Work item: Copy the data from the line that contains "positive clicks: (489, 621) (485, 625)" to its last line, exactly, including both of those lines and leaving out everything before.
-------- Given information
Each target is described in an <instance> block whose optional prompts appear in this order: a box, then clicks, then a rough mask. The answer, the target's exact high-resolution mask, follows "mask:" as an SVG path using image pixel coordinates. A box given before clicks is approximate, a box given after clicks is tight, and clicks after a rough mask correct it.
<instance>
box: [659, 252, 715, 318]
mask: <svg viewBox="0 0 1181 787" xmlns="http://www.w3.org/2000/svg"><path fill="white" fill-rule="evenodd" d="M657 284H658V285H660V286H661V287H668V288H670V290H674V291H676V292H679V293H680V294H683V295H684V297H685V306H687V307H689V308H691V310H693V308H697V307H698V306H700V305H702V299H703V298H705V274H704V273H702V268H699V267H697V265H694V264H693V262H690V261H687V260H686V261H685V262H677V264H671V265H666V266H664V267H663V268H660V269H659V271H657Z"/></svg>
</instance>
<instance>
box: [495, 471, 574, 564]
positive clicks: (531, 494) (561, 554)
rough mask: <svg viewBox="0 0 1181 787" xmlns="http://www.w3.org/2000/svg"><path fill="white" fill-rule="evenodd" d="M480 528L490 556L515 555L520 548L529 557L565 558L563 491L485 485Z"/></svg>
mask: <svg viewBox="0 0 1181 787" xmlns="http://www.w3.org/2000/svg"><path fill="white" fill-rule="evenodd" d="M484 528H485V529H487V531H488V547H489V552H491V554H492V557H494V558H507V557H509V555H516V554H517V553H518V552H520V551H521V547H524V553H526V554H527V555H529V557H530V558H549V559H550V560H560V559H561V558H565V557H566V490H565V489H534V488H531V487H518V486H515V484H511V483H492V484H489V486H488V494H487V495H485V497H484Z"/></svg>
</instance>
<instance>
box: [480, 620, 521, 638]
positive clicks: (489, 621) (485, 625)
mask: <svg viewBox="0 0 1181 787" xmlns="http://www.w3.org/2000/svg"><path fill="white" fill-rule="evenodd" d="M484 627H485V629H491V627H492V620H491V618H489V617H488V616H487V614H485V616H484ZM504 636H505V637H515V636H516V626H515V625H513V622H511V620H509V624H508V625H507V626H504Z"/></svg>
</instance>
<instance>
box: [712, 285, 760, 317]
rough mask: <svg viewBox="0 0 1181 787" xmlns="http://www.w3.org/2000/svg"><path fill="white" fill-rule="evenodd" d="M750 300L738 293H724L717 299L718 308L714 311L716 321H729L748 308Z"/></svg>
----------------
Exercise output:
positive clicks: (489, 621) (485, 625)
mask: <svg viewBox="0 0 1181 787" xmlns="http://www.w3.org/2000/svg"><path fill="white" fill-rule="evenodd" d="M484 627H485V629H491V627H492V620H491V618H489V617H488V616H487V614H485V616H484ZM504 636H505V637H515V636H516V626H515V625H513V622H511V620H509V624H508V625H507V626H504Z"/></svg>
</instance>
<instance>
box: [712, 285, 760, 317]
rough mask: <svg viewBox="0 0 1181 787" xmlns="http://www.w3.org/2000/svg"><path fill="white" fill-rule="evenodd" d="M750 300L738 293H724L717 299L718 308L714 311L716 321H729L748 308Z"/></svg>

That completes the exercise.